## Your instructions:
Revise the material below so that every occurrence of "one point per instance" is replaced with "one point for each occurrence", leaving all other text unchanged.

## Data for the task:
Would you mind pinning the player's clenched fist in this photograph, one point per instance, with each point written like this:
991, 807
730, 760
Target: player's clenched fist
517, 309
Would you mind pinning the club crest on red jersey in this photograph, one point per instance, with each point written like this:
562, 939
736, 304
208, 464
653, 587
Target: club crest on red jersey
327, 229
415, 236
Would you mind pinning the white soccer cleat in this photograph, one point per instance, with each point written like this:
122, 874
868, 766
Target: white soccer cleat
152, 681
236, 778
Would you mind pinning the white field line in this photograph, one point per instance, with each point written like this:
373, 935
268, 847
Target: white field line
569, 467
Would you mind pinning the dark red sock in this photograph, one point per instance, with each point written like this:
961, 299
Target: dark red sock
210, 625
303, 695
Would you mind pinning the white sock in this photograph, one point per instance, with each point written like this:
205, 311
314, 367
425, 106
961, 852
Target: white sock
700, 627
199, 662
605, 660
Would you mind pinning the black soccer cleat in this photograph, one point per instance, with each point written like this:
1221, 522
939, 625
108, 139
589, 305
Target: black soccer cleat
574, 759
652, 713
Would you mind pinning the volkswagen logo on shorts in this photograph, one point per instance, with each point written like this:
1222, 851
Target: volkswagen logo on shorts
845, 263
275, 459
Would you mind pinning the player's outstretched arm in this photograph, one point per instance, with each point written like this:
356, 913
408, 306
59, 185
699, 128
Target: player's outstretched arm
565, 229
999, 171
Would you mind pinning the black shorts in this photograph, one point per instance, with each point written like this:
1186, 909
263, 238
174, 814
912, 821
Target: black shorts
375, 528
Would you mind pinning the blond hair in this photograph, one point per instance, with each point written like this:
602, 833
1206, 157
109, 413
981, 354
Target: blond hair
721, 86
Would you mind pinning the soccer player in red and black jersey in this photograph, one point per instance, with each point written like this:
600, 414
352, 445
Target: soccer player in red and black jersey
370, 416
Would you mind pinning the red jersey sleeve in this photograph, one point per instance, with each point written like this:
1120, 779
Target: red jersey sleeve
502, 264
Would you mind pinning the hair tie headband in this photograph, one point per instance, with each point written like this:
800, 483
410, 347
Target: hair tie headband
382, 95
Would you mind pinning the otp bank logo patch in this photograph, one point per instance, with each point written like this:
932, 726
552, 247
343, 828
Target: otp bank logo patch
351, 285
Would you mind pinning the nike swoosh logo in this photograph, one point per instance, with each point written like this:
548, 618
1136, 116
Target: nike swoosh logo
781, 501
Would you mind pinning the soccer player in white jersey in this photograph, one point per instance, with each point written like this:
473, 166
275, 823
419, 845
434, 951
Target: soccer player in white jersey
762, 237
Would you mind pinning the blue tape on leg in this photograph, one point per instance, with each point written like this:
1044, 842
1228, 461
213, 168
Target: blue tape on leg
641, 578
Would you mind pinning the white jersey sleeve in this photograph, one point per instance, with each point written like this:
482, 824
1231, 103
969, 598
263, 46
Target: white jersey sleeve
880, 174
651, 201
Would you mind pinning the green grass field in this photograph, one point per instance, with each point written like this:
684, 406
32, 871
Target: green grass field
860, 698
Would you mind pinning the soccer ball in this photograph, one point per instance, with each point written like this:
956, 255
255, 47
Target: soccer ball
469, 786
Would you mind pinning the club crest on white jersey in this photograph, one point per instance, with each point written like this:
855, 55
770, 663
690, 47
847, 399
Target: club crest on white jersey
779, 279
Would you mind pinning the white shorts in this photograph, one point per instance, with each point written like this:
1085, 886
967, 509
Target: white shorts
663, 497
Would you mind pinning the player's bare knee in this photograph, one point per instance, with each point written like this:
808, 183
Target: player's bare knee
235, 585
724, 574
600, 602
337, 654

## Answer for the task:
Would you mind pinning the player's clenched fist in this photograph, one point for each occurrence, with each point written like this:
991, 807
730, 760
Target: player's clenched fist
517, 309
Would you mind pinning the club crest on red jersey in this photograph, one point for each occurrence, with each point written like this:
562, 939
736, 304
208, 464
653, 587
Target: club crest on red jersey
327, 229
415, 236
Would you mind pinning the white soccer cleat in this photograph, one point for each occurrence, with each point written like this:
122, 874
868, 766
Target: white soccer cleat
152, 681
236, 778
Would you mind pinning the white field line in this photograph, one point for each occurrence, with each point written like this:
373, 935
268, 847
Target: white field line
569, 467
Would you mind pinning the dark red sock in this photograph, one point for each occurrence, with each point written like this:
961, 299
Target: dark red sock
210, 625
303, 695
Would you mind pinning the white sock in this photograph, one point for each occurrence, with each point written like this:
205, 311
314, 367
425, 106
961, 852
Target: white sock
700, 627
199, 662
605, 660
Would you mind pinning the black soccer cleat in this photograph, one point for each occurrence, with each point written like this:
1221, 522
939, 625
108, 139
589, 305
Target: black soccer cleat
574, 759
652, 713
Would you mind pinning the volkswagen logo on shorts in this photograph, one point for each occurrence, with each point written like this:
1222, 851
Target: volkswagen logo on shorts
845, 263
275, 459
Would you mind pinning the player's outstretched arm in this photograph, one point for each occurrence, with each point written like this:
356, 913
408, 306
59, 185
699, 128
Target: player's outstretched arm
565, 229
999, 171
Would you mind pinning the black shorts in this photograph, one point for each occurrence, with each point written like this:
1186, 909
263, 238
174, 814
912, 821
Target: black shorts
375, 528
Would you mind pinning the blond hair in this photograph, one point for each occurrence, with each point written like this:
602, 833
1206, 157
109, 413
981, 354
Target: blond hair
721, 86
Would you mind pinning the soccer player in red and black jersey in this photograph, one point for each occurrence, with each point written like this:
600, 414
352, 445
Target: soccer player in red and black jersey
370, 416
Would you mind pinning the red jersey sleeve in this photograph, one point for each occurrence, with each point written like this:
1120, 779
Target: red jersey sleeve
502, 264
Would you mind pinning the hair tie headband in this photograph, one point for each occurrence, with each point written like this:
800, 483
410, 347
Target: hair tie headband
382, 95
Would you mind pinning the otp bank logo patch in this photograph, one point for each occurrence, with each point written like this:
932, 726
552, 247
343, 828
Target: otp bank logo patch
351, 285
Would you mind pinning the nike swoosh logo in this photograph, one point for each occurrence, with each point written like this:
548, 618
1136, 116
Target: nike swoosh logo
781, 501
Would you mind pinning the soccer player in white jersey in this photograph, one point for each occurrence, with each point written like this:
473, 166
275, 823
419, 845
434, 951
Target: soccer player in white jersey
762, 237
Would you mind pinning the blue tape on leg in this photograph, one point for each occurrence, with each point written like this:
1044, 842
1228, 461
213, 168
Target: blue tape on leg
641, 578
Would you mind pinning the white jersey sleeve in this photograph, one point for each occurrence, with each point written like this:
482, 824
1231, 103
969, 598
263, 46
Target: white jersey sleeve
880, 174
651, 201
Would you mind pinning the green grass field in this photograph, one point for each occurrence, with each point written like this:
684, 406
32, 871
Target: green grass field
860, 698
Would you mind pinning the soccer ball in this photograph, one point for each occurrence, with each point written like this:
956, 255
255, 47
Target: soccer ball
469, 786
Would you mind pinning the club crest on white jersey in this photograph, one point for each occurrence, with each point written like this:
855, 55
770, 663
690, 47
847, 399
Target: club crest on white jersey
779, 279
Would you mind pinning the white shorts in this photograph, one point for each occurrence, with each point written like this:
1085, 886
967, 509
Target: white shorts
663, 497
Would you mind pinning the player's bare knee in this photograph, one point for each occurrence, with each point written like this:
808, 183
Target: player's bare knee
235, 585
724, 574
600, 602
337, 654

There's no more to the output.